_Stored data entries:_
◇ ◇ ◇ ◇ ◇ ◇ ◇

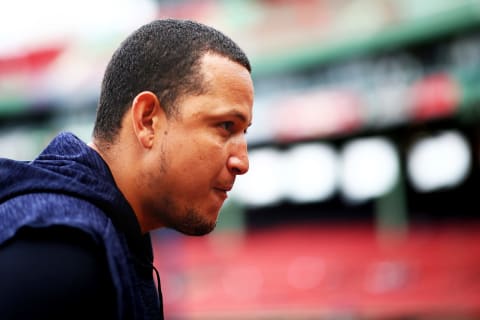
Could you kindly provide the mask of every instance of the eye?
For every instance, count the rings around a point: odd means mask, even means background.
[[[233,123],[232,121],[224,121],[220,123],[220,127],[222,127],[223,129],[229,132],[233,130],[234,126],[235,126],[235,123]]]

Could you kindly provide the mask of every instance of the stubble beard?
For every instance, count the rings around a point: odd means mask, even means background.
[[[208,221],[196,210],[187,209],[176,230],[190,236],[203,236],[212,232],[216,225],[216,221]]]
[[[216,220],[206,219],[201,212],[194,208],[178,208],[172,201],[164,199],[162,212],[166,226],[189,236],[203,236],[212,232]]]
[[[160,172],[162,174],[166,174],[169,167],[165,148],[166,146],[162,145],[160,154]],[[216,220],[205,219],[195,208],[183,208],[181,210],[174,205],[174,201],[169,199],[168,195],[163,199],[163,208],[165,210],[163,218],[166,220],[166,226],[186,235],[203,236],[212,232],[217,225]]]

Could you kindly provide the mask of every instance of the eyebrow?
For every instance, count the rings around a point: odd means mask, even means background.
[[[245,117],[245,115],[243,113],[239,112],[239,111],[232,110],[232,111],[227,112],[227,115],[234,116],[234,117],[240,119],[242,122],[248,123],[249,127],[252,125],[252,122],[248,121],[247,118]]]

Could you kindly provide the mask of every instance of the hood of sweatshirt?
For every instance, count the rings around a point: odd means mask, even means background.
[[[19,195],[39,192],[87,200],[102,209],[125,233],[134,251],[144,248],[146,239],[138,220],[107,164],[71,133],[60,133],[31,162],[0,159],[0,186],[0,204]]]

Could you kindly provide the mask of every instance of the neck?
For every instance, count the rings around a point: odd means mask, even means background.
[[[117,188],[132,207],[142,233],[149,232],[150,229],[145,225],[144,219],[142,219],[139,197],[136,193],[140,188],[136,186],[135,166],[130,165],[134,163],[129,158],[129,155],[132,153],[126,150],[128,148],[122,148],[123,150],[120,153],[115,144],[103,143],[97,139],[88,143],[88,146],[95,150],[107,164]]]

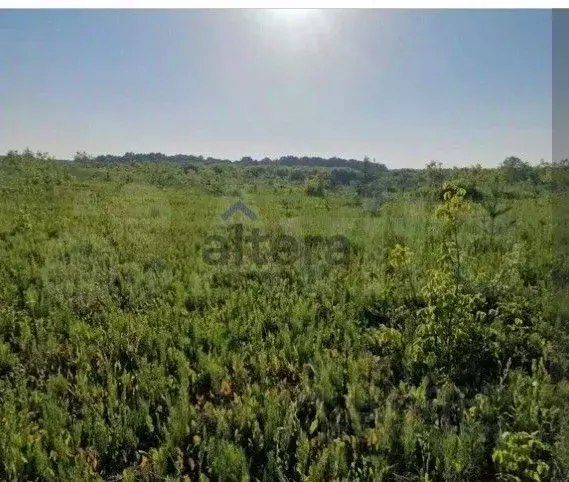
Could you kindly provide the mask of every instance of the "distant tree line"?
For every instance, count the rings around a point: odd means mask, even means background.
[[[278,165],[278,166],[308,166],[308,167],[327,167],[327,168],[346,168],[356,169],[369,172],[385,172],[387,166],[378,162],[371,161],[368,157],[364,157],[363,161],[357,159],[342,159],[340,157],[330,157],[325,159],[322,157],[297,157],[297,156],[282,156],[278,159],[270,159],[265,157],[260,161],[252,159],[251,157],[243,157],[237,164],[247,166],[253,165]]]
[[[126,152],[122,156],[113,154],[103,154],[91,157],[85,152],[78,152],[73,158],[76,162],[86,162],[95,164],[132,164],[147,162],[167,162],[172,164],[223,164],[230,163],[229,159],[217,159],[213,157],[195,156],[192,154],[175,154],[168,156],[161,152],[134,153]]]
[[[47,160],[55,162],[44,152],[34,153],[29,149],[22,152],[10,151],[0,156],[0,167],[6,175],[8,170],[29,170],[30,163],[35,162],[40,162],[45,168]],[[202,155],[166,155],[159,152],[98,156],[77,152],[72,162],[60,161],[57,164],[67,165],[72,171],[66,172],[80,176],[89,177],[98,172],[105,179],[124,177],[126,182],[130,182],[144,178],[161,186],[204,184],[214,192],[221,192],[220,186],[226,185],[228,180],[234,185],[266,180],[273,186],[288,182],[304,184],[306,192],[315,196],[323,196],[330,190],[353,189],[358,196],[373,199],[384,198],[395,192],[416,192],[438,198],[443,183],[452,180],[460,181],[467,197],[477,200],[482,195],[480,189],[488,190],[490,186],[499,190],[503,197],[514,195],[513,190],[518,193],[515,195],[519,195],[522,191],[535,194],[537,190],[564,188],[569,179],[567,160],[542,161],[538,165],[532,165],[515,156],[507,157],[498,168],[482,167],[479,164],[443,167],[440,162],[431,161],[421,169],[388,169],[385,164],[367,156],[361,161],[337,156],[322,158],[292,155],[260,160],[243,157],[231,161]],[[91,167],[95,169],[88,169]]]
[[[369,174],[387,171],[385,164],[371,161],[368,157],[364,157],[362,161],[357,159],[342,159],[340,157],[331,157],[325,159],[322,157],[297,157],[282,156],[278,159],[270,159],[265,157],[261,160],[252,157],[243,157],[239,161],[231,161],[229,159],[220,159],[214,157],[196,156],[191,154],[166,155],[160,152],[150,153],[134,153],[127,152],[122,156],[103,154],[95,157],[89,156],[85,152],[78,152],[74,159],[76,162],[95,163],[95,164],[130,164],[143,162],[168,162],[174,164],[236,164],[242,166],[307,166],[307,167],[327,167],[327,168],[345,168],[356,169]]]

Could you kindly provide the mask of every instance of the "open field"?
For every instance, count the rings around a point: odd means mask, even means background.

◇ ◇ ◇ ◇ ◇ ◇ ◇

_Exercise:_ Output, line for line and exactly, the records above from their first line through the one with "the stubble beard?", both ends included, but no pictures.

_Response:_
Could you kindly provide the mask of every instance of the eye?
For every instance, count the rings around a point: odd means mask, even means background.
[[[233,123],[232,121],[224,121],[220,123],[220,127],[222,127],[223,129],[229,132],[233,130],[234,126],[235,126],[235,123]]]

Could you kindly provide the mask of every instance of the stubble beard?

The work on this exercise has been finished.